La ola de extorsiones avanza sin freno en el país, desnudando la fragilidad de las políticas de seguridad y la distancia entre los discursos oficiales y la realidad de las calles. Es verdad que el presidente José Jerí está mostrando ganas de hacer las cosas bien y que hay voluntad política, pero los números hablan por sí solos: más de 23 mil denuncias por extorsión en lo que va del año, un 27.4% más que el año pasado. En el Perú de hoy, cada 19 minutos una persona acude a la policía por una amenaza, un chantaje o un cobro ilegal. La extorsión se ha convertido en un negocio nacional que aterroriza a transportistas, bodegueros y emprendedores, pero que en realidad mantiene en vilo a todos los peruanos.

- - -

Transcriba del fragmento sobre la extorsión el pasaje comprendido entre "La ola de extorsiones" y "todos los peruanos.", ambos incluidos. Las entradas provienen de una fuente distinta a la del fragmento.

Elementos de datos
- - -

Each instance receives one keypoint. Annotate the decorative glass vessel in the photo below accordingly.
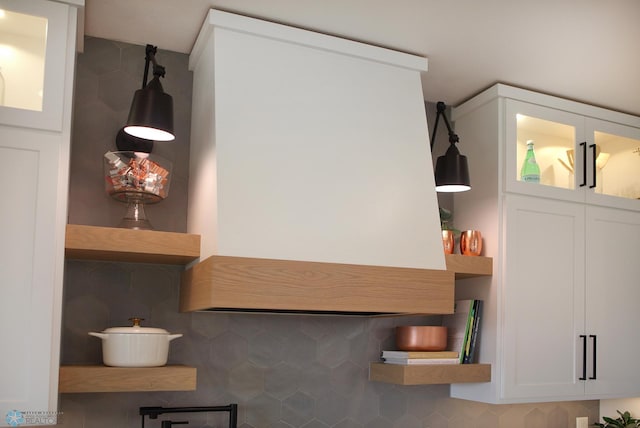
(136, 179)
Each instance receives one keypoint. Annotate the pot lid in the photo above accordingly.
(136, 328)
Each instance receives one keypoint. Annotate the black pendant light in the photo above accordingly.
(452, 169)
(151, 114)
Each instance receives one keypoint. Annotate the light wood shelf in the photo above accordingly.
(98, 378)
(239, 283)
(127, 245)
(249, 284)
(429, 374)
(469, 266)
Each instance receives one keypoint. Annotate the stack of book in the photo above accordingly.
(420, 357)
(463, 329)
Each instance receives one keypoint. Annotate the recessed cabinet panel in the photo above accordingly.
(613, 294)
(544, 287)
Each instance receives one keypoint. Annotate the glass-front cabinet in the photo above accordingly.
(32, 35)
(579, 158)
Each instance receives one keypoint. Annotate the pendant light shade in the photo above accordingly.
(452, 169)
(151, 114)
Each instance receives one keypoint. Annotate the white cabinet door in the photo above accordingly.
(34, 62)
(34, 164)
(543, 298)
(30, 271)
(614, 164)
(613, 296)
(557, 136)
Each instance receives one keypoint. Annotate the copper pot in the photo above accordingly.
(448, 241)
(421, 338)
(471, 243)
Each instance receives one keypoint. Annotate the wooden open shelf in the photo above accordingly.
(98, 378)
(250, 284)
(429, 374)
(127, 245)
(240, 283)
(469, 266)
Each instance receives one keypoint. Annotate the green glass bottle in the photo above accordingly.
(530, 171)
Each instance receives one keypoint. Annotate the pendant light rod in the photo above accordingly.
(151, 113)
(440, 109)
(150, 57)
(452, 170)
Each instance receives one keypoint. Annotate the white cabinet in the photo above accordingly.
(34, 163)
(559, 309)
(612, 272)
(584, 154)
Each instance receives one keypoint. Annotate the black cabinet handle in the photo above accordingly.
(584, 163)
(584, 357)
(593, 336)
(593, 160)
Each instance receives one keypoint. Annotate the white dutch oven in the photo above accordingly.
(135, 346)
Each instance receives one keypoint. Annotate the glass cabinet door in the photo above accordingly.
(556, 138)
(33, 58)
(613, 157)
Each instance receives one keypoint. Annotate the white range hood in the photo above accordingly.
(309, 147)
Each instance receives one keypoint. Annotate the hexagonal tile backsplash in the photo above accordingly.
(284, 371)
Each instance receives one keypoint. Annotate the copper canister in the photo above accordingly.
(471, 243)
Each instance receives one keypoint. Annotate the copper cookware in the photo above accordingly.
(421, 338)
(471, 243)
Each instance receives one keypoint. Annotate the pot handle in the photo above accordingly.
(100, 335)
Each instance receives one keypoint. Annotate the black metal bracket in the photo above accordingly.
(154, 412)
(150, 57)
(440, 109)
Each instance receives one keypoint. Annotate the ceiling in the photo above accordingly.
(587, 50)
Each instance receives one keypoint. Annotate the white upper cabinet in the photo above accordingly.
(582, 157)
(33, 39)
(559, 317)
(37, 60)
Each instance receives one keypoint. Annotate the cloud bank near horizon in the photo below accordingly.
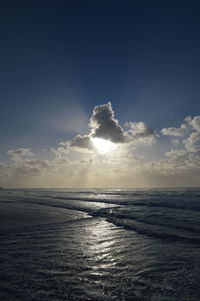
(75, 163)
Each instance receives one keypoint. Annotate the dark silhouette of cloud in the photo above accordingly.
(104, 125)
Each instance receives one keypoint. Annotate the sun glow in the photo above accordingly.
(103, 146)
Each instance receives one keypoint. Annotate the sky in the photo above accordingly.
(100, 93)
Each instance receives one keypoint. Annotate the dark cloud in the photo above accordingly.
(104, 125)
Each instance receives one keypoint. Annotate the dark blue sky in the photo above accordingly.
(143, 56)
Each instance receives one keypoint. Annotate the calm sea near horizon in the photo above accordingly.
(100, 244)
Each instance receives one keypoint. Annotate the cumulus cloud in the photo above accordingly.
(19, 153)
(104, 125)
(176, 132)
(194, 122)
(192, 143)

- - -

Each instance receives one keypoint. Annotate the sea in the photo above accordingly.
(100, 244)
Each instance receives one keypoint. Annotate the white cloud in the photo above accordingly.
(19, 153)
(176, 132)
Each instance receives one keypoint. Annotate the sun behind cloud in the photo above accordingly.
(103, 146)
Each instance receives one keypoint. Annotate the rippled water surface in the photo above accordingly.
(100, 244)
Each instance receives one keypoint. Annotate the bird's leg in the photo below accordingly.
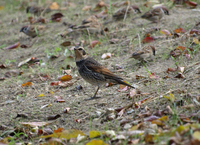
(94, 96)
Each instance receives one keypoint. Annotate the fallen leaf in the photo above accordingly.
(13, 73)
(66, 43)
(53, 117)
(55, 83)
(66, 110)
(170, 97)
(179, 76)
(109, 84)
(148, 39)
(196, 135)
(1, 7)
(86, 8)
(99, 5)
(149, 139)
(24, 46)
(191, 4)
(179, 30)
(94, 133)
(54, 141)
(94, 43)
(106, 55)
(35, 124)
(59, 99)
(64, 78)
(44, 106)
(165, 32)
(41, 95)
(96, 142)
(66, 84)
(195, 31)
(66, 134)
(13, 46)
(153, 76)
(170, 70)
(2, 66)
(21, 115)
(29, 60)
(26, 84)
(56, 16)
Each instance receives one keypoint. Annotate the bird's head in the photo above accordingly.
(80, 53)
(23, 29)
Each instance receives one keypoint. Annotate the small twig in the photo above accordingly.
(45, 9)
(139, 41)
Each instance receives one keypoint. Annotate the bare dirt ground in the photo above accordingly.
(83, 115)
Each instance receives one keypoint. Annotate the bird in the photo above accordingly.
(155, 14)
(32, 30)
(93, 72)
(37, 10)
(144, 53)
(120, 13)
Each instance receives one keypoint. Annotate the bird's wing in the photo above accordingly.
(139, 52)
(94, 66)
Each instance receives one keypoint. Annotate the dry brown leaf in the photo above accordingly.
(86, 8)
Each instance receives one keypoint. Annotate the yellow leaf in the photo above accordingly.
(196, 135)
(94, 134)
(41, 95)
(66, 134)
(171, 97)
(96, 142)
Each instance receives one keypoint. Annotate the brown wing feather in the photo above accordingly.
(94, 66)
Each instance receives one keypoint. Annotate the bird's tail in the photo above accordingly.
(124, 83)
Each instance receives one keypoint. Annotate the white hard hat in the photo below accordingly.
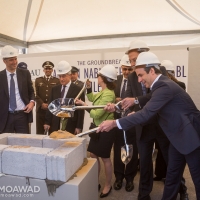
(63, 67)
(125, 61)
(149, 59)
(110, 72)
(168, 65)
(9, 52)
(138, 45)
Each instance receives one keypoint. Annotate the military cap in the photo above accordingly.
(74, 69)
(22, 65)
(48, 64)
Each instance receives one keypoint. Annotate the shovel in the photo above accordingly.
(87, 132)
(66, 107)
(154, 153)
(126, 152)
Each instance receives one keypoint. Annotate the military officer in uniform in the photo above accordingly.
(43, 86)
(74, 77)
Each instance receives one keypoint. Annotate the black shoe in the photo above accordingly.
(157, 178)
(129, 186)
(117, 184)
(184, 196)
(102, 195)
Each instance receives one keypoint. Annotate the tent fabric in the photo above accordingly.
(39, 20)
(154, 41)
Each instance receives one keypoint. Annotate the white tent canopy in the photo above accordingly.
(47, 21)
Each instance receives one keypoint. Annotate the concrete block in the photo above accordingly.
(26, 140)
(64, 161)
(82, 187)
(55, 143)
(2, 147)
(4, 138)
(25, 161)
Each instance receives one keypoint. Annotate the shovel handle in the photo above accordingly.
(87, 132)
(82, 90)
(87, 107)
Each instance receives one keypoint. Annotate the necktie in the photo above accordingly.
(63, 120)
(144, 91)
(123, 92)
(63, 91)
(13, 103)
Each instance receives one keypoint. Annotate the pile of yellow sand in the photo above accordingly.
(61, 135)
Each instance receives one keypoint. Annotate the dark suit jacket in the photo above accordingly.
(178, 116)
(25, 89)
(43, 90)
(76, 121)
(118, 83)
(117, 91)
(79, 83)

- - -

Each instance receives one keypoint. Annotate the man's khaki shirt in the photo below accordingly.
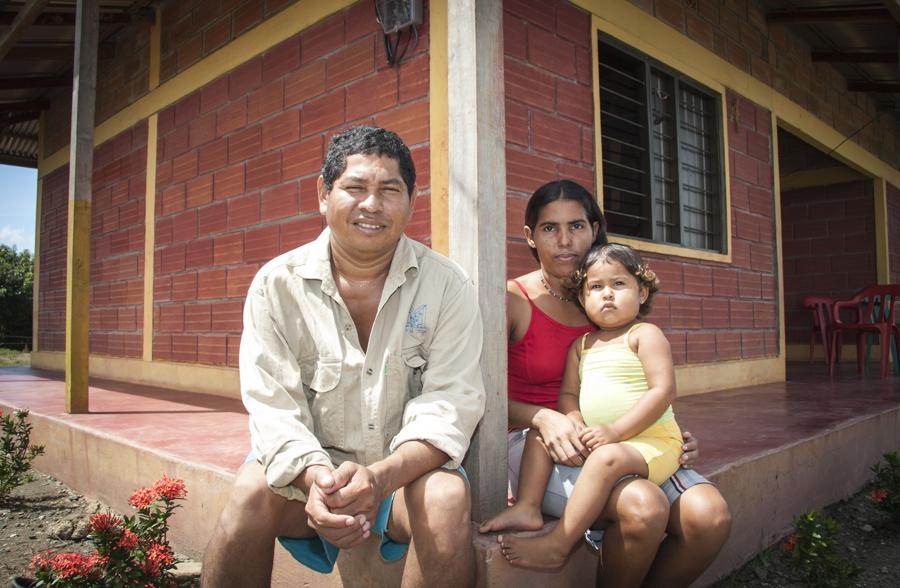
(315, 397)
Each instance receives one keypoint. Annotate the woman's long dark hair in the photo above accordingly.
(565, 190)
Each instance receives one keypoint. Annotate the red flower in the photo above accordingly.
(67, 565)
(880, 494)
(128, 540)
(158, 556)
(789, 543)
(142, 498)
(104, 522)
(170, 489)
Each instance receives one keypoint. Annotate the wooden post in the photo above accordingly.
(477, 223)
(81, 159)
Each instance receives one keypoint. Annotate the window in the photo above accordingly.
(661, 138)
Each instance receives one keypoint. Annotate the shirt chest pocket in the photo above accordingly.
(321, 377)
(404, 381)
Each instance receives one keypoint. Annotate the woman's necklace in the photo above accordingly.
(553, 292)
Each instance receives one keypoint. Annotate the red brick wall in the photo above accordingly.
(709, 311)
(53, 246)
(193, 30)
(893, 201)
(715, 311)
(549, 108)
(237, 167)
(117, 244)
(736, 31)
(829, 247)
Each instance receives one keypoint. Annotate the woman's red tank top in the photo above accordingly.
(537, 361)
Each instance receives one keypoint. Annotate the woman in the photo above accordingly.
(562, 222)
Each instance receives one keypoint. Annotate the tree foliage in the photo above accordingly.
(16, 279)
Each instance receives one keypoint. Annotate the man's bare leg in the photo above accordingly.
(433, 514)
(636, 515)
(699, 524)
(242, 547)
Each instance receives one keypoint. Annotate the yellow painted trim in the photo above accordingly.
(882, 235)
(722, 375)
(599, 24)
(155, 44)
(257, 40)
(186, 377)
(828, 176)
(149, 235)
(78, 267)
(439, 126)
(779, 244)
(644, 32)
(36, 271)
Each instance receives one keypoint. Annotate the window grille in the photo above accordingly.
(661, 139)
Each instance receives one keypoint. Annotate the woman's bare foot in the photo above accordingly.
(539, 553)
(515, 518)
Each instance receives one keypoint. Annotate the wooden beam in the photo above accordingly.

- - -

● SOLUCIÓN DEL EJERCICIO:
La ola de extorsiones avanza sin freno en el país, desnudando la fragilidad de las políticas de seguridad y la distancia entre los discursos oficiales y la realidad de las calles. Es verdad que el presidente José Jerí está mostrando ganas de hacer las cosas bien y que hay voluntad política, pero los números hablan por sí solos: más de 23 mil denuncias por extorsión en lo que va del año, un 27.4% más que el año pasado. En el Perú de hoy, cada 19 minutos una persona acude a la policía por una amenaza, un chantaje o un cobro ilegal. La extorsión se ha convertido en un negocio nacional que aterroriza a transportistas, bodegueros y emprendedores, pero que en realidad mantiene en vilo a todos los peruanos.